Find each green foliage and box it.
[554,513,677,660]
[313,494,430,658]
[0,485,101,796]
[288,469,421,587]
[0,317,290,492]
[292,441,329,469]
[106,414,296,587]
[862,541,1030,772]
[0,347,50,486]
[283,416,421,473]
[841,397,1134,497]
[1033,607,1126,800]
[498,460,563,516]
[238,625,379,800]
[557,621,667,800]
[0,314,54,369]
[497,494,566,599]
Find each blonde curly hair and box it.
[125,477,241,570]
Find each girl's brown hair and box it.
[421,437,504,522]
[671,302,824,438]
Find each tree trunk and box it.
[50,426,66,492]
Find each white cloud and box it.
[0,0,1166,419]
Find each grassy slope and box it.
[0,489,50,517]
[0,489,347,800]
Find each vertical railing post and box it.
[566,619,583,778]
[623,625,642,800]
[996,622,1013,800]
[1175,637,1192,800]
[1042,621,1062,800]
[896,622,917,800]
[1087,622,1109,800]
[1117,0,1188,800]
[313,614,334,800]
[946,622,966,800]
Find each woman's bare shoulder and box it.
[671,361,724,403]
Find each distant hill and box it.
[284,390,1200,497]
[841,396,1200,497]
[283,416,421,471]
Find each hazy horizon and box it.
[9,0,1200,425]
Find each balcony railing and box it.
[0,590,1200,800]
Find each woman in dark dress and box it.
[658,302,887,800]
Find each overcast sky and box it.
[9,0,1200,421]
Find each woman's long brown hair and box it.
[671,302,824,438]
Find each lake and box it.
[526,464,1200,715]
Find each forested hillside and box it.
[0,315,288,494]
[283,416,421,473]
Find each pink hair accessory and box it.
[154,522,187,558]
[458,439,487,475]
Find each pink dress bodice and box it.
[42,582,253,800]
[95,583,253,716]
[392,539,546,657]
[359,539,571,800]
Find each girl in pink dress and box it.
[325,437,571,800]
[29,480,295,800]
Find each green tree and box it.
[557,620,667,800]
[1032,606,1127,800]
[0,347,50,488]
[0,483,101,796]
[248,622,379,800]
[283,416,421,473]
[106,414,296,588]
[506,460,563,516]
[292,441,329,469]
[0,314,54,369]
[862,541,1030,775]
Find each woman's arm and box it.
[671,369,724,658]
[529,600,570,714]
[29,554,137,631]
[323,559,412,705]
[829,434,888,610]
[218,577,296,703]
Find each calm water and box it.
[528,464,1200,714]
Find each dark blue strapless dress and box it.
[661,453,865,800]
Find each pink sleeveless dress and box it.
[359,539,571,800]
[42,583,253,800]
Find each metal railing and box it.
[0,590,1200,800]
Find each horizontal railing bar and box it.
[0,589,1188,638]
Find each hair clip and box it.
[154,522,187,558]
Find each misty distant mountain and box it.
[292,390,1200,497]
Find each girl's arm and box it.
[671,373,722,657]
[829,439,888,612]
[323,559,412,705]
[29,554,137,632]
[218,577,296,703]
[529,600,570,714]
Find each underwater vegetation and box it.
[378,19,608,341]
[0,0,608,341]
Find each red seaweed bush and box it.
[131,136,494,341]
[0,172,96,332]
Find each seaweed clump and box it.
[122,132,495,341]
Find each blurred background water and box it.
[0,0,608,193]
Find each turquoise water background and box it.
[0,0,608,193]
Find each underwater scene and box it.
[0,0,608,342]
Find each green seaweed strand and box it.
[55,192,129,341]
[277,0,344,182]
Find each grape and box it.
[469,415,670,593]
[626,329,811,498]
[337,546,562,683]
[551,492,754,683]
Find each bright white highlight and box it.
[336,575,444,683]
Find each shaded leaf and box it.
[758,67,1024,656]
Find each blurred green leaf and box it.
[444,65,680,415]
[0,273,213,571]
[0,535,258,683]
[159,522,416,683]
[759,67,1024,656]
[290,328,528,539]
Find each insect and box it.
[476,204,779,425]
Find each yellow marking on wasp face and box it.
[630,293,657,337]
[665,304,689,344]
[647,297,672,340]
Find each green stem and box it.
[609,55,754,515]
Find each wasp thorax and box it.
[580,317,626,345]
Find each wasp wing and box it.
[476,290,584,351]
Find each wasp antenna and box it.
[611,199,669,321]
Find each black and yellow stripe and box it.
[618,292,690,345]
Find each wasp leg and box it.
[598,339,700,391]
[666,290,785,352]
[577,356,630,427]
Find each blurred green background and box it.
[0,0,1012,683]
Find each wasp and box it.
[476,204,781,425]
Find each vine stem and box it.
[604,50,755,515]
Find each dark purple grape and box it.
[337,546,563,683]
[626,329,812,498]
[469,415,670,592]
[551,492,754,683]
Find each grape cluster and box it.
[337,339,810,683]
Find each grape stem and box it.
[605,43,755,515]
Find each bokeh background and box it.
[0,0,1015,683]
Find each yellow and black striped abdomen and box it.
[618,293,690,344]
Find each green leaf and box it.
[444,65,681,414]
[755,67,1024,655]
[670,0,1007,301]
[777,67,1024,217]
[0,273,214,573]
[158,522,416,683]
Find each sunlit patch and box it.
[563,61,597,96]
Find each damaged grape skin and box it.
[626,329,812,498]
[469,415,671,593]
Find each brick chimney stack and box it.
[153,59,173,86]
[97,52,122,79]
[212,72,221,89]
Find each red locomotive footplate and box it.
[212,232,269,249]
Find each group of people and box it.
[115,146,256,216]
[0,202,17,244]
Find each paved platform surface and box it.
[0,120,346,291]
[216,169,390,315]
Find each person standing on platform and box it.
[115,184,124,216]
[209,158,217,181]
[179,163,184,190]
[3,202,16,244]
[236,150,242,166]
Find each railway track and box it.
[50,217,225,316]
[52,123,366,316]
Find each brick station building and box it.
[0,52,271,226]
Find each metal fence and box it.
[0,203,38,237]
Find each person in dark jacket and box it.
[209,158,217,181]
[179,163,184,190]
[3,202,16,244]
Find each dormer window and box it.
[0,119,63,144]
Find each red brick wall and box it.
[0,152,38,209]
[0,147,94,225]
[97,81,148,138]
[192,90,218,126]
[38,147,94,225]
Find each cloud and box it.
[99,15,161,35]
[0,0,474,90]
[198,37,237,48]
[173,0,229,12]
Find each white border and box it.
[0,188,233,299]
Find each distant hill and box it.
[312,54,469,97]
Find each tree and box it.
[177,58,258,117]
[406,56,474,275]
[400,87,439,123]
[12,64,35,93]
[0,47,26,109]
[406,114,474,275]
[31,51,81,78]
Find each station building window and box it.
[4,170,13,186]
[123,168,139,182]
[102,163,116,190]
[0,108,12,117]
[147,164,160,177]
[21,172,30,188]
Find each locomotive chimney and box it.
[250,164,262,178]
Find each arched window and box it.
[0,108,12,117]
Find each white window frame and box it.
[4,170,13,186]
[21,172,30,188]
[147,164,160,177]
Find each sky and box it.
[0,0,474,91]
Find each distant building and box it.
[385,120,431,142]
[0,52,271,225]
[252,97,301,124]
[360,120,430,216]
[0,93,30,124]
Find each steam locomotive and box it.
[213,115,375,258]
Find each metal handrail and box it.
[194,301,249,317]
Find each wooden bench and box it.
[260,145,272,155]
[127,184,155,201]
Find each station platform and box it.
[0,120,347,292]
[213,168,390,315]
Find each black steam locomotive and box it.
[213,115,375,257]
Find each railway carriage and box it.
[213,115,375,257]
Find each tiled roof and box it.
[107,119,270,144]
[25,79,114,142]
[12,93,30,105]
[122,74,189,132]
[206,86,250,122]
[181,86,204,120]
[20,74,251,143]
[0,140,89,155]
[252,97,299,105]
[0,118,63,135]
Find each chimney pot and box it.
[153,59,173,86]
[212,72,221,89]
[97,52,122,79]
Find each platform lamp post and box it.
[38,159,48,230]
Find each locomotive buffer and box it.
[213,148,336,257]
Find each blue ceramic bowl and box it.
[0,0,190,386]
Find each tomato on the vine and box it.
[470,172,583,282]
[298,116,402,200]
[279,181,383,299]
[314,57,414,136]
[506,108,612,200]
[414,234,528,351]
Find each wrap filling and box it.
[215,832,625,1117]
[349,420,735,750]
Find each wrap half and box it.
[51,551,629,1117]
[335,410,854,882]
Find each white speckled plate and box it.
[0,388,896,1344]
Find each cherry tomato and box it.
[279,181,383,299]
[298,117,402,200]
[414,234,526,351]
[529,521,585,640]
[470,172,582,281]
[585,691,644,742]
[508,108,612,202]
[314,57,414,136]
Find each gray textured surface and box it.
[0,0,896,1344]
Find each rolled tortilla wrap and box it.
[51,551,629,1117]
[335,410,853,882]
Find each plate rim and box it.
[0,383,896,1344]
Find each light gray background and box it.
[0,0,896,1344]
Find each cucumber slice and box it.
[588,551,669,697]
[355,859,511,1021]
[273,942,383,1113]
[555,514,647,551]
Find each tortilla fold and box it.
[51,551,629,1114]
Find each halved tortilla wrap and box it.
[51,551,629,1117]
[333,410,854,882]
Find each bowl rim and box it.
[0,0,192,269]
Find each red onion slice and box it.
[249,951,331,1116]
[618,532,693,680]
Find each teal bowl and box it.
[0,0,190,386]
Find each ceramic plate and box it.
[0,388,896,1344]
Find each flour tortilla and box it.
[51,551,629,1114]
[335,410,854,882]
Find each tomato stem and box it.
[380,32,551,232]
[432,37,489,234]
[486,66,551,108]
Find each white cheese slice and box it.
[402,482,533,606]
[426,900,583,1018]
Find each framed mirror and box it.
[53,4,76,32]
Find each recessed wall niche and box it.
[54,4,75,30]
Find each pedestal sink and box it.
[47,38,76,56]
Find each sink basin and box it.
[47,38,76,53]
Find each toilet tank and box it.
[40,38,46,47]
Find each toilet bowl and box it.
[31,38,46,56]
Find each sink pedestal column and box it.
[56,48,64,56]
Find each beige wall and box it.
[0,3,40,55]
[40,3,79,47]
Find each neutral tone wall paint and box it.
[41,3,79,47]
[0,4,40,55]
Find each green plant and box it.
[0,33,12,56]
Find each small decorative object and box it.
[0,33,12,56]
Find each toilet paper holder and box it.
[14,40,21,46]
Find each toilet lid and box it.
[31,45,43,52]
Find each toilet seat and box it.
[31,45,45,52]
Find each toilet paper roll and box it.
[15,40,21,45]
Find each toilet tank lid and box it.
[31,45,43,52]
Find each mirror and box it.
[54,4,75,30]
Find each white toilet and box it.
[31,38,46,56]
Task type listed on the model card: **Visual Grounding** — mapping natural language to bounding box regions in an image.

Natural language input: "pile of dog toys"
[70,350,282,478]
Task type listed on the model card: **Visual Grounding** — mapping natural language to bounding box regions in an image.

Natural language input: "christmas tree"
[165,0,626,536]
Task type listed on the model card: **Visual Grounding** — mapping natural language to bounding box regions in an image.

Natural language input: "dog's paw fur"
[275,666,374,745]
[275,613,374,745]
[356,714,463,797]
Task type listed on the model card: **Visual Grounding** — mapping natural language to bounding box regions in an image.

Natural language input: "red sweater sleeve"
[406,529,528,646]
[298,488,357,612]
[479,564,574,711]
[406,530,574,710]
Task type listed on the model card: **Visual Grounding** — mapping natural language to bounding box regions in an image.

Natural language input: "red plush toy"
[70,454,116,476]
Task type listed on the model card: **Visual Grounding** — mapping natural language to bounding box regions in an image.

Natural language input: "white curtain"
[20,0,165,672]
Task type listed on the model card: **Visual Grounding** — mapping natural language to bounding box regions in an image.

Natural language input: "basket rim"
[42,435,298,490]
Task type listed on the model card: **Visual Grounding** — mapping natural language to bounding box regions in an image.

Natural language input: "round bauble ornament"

-------

(Exercice):
Recopiez à l'identique la partie des données qui commence par la ligne contenant « Find each red locomotive » et se termine par la ligne contenant « [216,169,390,315] », ces deux lignes incluses.

(Résultat):
Find each red locomotive footplate and box it.
[212,232,269,249]
Find each group of people and box it.
[115,146,256,216]
[0,202,17,244]
Find each paved platform surface and box it.
[0,120,346,291]
[216,169,390,315]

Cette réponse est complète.